Check each line of the material. Copy those containing "Draw".

--

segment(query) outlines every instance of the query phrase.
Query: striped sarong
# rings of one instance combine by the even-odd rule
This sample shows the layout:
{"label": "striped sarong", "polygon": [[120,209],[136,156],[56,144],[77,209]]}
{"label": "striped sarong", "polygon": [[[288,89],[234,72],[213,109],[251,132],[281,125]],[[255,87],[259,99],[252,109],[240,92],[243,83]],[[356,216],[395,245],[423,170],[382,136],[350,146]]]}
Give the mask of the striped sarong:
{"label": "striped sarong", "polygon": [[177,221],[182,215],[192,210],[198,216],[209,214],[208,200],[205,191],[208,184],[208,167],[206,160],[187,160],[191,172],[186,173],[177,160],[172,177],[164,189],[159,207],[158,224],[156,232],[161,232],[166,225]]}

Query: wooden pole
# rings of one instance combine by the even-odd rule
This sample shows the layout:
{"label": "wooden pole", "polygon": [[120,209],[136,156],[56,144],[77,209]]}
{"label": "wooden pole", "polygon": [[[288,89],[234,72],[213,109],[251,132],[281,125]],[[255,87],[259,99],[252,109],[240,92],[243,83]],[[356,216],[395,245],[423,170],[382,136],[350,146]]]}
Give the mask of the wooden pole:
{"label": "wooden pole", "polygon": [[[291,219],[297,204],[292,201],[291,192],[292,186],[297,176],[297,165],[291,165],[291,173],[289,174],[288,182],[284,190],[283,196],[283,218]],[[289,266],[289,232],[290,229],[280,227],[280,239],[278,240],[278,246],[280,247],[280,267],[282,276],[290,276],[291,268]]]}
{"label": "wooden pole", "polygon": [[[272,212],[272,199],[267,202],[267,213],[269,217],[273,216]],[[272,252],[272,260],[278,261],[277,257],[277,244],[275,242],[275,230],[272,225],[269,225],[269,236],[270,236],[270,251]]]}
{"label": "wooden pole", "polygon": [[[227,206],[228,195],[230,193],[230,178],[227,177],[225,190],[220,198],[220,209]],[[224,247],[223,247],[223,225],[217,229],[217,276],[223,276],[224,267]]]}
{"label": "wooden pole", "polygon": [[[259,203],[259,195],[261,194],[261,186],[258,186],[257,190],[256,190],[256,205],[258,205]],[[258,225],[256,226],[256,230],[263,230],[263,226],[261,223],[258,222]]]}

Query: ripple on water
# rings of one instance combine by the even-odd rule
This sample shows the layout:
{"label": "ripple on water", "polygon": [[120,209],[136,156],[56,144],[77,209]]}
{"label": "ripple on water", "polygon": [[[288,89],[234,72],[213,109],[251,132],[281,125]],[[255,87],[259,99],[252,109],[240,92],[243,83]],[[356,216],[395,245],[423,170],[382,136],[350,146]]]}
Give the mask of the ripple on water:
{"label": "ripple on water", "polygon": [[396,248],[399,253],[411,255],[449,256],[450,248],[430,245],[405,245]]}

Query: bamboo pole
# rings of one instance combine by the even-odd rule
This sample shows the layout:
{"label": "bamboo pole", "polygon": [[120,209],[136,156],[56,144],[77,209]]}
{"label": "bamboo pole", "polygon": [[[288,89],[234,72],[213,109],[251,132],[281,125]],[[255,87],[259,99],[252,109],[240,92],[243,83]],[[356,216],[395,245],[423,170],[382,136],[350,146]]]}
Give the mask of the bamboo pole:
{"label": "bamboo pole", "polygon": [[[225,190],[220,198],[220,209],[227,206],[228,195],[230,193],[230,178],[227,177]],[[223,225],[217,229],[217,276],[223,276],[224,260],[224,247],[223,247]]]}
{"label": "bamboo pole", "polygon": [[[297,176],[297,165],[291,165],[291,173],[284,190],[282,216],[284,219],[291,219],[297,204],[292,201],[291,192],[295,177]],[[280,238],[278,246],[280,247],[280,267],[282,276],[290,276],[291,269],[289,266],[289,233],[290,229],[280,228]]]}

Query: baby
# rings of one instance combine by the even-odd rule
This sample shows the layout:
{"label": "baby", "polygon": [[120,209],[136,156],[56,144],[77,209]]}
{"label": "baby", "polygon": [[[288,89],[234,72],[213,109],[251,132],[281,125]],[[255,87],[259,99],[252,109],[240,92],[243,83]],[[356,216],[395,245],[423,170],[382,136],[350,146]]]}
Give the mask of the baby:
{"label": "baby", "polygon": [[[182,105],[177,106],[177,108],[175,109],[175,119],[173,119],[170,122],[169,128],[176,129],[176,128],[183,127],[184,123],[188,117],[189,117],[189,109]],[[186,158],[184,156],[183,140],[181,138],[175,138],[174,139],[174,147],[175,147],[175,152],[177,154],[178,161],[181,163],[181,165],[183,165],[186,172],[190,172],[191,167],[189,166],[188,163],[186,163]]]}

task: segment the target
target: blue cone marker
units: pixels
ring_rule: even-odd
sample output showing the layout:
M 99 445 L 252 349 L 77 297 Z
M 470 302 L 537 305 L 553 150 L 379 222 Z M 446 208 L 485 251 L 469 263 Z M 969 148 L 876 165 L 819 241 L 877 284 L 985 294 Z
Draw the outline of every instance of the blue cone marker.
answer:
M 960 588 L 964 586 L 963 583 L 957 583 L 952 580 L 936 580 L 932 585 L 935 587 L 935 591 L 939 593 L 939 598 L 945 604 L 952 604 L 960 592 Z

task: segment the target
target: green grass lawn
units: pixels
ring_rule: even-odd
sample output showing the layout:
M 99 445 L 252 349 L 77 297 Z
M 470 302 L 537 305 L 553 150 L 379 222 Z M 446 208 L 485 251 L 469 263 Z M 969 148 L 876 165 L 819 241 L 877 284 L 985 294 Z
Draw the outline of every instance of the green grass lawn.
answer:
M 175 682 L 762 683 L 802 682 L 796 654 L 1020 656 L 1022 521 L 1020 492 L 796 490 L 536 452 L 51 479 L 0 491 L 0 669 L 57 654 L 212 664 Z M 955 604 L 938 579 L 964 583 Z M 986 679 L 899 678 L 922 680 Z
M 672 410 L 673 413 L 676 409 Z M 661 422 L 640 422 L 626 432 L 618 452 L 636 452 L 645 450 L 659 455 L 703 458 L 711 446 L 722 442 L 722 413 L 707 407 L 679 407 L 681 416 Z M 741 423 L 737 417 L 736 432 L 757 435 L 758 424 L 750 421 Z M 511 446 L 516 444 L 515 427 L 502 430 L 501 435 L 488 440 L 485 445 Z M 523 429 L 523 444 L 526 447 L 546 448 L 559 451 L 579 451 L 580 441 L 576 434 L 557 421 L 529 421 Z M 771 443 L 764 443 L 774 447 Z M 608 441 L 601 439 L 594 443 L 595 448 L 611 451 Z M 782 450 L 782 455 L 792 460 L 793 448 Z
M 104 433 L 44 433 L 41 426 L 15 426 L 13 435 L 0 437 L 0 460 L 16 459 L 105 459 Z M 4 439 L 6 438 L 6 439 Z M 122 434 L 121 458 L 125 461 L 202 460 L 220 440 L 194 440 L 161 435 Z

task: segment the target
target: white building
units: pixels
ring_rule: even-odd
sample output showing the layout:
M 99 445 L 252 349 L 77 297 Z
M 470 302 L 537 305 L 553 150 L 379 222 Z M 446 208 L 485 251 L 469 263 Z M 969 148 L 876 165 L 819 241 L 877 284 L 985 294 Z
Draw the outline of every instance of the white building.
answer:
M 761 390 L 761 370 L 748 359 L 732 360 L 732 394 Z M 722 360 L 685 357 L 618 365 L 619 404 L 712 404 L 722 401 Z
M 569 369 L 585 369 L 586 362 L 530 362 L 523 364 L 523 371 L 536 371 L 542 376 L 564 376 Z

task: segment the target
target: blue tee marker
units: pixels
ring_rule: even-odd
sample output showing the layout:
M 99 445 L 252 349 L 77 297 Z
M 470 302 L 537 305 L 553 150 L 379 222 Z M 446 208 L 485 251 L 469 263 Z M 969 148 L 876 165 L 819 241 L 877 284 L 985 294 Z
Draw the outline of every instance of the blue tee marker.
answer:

--

(Answer space):
Draw the outline of every instance of the blue cone marker.
Draw the outline of every instance of the green grass lawn.
Draw the outline of every instance of the white building.
Draw the outline of every instance of the blue tee marker.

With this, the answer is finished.